The process called mx_iconnect() to the peer. It then completed
which returns the peer's MX endpoint address. The process then packs
a CONN_REQUEST message and sends it to the peer using mx_isend() and
the new MX endpoint address.
In the first case, the mx_iconnect() to itself does not seem to
complete. It may be an issue in Open-MX. A simple test would be to
try to compile and run on Open-MX:
#include <stdio.h>
#include <inttypes.h>
#include "myriexpress.h"
int main(int argc, char *argv[])
{
uint32_t ep_id, sid, result = 0;
uint64_t nic_id;
mx_return_t ret;
mx_endpoint_t ep;
mx_endpoint_addr_t epa;
mx_request_t request;
mx_init();
ret = mx_open_endpoint(0, 0, 0, NULL, 0, &ep); /* use the first
NIC, open endpoint 0, filter = 0, no params */
if (ret) {
printf("open_endpoint() returned %s\n", mx_strerr(ret));
exit(1);
}
ret = mx_get_endpoint_addr(ep, &epa);
if (ret) {
printf("get_endpoint_addr() returned %s\n", mx_strerr(ret));
exit(1);
}
ret = mx_decompose_endpoint_addr2(epa, &nic_id, &ep_id, &sid);
if (ret) {
printf("mx_decompose_endpoint_addr2() returned %s\n",
mx_strerr(ret));
exit(1);
}
ret = mx_iconnect(ep, nic_id, 0, 0, 0, NULL, &request);
if (ret) {
printf("iconnect() returned %s\n", mx_strerr(ret));
exit(1);
}
do {
ret = mx_test(ep, &request, &status, &result);
if (result)
printf("iconnect completed with status is %s\n",
mx_strstatus(status.code));
} while (!result);
mx_fini();
return 0;
}
then, later on, with the client-server on different hosts, it gets:
[D 20:42:13.780057] bmi_mx: CONN_ACK from mx://renton:0:3 id= 3.

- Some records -
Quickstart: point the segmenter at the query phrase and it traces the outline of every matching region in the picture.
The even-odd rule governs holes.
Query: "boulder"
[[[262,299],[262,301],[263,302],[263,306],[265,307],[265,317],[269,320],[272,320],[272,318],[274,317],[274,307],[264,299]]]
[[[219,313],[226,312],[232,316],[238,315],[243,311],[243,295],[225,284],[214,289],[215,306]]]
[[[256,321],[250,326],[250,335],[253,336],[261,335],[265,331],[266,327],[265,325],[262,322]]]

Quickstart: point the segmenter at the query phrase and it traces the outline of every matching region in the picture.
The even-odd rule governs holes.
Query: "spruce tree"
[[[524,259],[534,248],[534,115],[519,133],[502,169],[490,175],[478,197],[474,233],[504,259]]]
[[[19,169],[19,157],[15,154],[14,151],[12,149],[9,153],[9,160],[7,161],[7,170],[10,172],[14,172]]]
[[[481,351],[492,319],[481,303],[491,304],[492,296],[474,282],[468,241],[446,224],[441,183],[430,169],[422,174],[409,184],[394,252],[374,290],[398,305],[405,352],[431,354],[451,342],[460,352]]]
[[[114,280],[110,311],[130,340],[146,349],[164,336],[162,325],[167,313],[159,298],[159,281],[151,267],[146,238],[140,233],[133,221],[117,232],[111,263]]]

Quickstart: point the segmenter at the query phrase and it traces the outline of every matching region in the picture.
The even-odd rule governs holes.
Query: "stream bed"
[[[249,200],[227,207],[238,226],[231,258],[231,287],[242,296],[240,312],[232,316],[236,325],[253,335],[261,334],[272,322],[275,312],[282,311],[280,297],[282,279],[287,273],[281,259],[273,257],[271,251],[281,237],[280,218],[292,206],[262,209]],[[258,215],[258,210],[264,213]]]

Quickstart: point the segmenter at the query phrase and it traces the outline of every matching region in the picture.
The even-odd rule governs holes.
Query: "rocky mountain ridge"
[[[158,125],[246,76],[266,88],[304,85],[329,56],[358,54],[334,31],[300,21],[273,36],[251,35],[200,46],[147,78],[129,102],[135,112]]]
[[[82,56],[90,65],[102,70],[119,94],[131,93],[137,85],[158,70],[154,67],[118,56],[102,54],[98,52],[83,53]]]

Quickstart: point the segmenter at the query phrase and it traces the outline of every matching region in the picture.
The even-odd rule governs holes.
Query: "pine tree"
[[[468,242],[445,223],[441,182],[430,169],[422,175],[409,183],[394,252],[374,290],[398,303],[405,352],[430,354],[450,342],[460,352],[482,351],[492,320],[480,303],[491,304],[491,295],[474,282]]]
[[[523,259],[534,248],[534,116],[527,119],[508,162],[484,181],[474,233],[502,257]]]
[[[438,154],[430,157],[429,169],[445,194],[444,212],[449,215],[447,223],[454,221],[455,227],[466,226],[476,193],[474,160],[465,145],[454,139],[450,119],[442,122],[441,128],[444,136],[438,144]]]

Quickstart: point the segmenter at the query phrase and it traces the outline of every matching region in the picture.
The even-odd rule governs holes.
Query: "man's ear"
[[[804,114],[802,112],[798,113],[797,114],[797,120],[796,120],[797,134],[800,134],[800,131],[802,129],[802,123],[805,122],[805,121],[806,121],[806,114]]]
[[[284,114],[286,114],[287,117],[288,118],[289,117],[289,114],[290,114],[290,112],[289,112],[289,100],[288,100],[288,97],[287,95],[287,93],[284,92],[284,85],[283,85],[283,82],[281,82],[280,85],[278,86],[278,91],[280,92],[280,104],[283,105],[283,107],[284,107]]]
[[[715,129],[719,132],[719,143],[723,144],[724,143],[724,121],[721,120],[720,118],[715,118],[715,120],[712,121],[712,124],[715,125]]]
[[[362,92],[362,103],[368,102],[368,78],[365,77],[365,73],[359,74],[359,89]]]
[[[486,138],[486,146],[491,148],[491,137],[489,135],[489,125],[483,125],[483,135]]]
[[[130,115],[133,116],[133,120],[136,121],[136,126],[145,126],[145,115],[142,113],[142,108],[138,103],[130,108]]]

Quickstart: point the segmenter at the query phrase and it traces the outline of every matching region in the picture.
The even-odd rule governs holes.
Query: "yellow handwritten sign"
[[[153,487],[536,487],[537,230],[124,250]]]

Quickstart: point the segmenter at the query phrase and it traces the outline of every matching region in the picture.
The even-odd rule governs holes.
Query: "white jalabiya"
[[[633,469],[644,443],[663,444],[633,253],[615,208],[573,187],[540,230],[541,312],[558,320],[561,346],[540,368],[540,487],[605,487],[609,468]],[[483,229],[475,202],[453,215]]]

- EXERCISE DESCRIPTION -
Decide whether each statement agrees with the Open-MX passage, answering yes or no and quoting the words of the passage that decide it. 1. The process sends the CONN_REQUEST message with mx_isend(). 2. In the first case, the mx_iconnect() to itself completes normally. 3. The test program opens endpoint 1 on the first NIC. The records are not required for this work.

- TASK OUTPUT -
1. Yes: "sends it to the peer using mx_isend() and the new MX endpoint address."
2. No: "In the first case, the mx_iconnect() to itself does not seem to complete."
3. No: "open endpoint 0, filter = 0, no params"